Requirements = Report how many of the lines below contain the string "Mark", with case counting, and give only that number.
---------- Information supplied
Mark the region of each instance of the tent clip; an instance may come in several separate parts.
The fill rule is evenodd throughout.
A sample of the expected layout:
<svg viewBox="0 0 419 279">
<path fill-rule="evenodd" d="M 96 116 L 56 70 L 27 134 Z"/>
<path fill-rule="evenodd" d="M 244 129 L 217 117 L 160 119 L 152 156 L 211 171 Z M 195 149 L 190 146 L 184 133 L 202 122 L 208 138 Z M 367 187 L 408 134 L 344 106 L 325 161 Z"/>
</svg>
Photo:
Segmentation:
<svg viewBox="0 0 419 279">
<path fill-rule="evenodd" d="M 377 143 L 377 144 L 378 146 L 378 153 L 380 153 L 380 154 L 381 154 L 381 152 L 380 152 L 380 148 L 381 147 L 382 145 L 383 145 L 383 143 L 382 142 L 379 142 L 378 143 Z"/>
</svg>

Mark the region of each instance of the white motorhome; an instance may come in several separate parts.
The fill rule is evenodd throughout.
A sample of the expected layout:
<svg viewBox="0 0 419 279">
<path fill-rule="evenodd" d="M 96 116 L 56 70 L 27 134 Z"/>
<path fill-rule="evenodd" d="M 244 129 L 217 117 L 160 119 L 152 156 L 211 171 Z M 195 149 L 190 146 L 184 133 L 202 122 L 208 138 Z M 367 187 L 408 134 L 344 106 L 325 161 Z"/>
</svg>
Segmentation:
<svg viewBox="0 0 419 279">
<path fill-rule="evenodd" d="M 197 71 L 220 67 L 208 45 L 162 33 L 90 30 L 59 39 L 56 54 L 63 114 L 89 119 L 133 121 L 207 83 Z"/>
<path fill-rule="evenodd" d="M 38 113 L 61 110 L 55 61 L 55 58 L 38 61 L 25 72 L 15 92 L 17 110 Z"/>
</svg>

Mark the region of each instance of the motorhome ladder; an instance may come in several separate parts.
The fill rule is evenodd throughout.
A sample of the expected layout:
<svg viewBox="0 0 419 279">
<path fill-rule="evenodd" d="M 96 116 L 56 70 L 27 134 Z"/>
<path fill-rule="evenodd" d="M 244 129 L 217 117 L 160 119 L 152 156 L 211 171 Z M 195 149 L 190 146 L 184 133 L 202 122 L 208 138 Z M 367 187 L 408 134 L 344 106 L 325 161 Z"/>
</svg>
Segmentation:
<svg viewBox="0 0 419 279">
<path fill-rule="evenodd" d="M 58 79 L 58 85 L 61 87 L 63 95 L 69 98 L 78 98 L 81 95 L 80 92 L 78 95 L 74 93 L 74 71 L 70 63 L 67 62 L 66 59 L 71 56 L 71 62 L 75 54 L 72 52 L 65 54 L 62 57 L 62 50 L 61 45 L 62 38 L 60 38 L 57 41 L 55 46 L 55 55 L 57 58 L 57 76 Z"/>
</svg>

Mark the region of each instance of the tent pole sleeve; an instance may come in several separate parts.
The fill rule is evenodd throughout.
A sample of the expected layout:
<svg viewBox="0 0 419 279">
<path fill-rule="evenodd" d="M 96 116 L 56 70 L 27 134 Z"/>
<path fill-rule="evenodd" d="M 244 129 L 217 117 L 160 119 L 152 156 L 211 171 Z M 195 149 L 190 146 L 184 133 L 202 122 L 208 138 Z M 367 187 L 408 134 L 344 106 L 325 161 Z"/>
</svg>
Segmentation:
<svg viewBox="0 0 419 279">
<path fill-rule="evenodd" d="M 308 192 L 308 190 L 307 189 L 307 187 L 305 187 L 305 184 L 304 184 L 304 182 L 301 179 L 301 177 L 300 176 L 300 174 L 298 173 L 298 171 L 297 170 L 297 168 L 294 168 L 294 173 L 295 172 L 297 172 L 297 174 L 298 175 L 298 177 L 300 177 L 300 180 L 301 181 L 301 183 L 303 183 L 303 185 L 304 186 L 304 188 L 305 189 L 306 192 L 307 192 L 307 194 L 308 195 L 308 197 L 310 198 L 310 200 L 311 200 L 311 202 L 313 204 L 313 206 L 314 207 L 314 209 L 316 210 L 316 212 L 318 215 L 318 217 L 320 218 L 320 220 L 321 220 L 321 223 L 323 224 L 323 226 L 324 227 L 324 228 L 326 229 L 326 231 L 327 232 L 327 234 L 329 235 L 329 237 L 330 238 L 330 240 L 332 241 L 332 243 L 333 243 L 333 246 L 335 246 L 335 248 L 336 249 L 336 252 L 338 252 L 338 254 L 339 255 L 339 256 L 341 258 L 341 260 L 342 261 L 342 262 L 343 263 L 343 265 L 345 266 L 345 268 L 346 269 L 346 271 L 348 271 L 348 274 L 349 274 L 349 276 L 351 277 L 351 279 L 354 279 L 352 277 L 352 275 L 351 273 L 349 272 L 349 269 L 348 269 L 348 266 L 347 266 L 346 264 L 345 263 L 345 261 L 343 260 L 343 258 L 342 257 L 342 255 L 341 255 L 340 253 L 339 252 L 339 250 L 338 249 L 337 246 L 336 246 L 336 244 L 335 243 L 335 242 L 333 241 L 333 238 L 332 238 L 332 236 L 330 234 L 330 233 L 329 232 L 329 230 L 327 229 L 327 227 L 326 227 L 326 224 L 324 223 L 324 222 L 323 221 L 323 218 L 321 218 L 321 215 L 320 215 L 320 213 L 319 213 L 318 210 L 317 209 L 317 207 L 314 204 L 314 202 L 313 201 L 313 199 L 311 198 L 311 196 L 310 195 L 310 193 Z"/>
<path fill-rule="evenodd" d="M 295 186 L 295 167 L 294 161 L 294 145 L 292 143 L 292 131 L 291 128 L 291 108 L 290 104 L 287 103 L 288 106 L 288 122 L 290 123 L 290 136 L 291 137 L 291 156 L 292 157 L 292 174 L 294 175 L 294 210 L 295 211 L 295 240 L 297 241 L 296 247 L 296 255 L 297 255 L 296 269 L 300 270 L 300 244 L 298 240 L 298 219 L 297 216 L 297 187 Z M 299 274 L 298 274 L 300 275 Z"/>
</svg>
--------------------
The answer = 4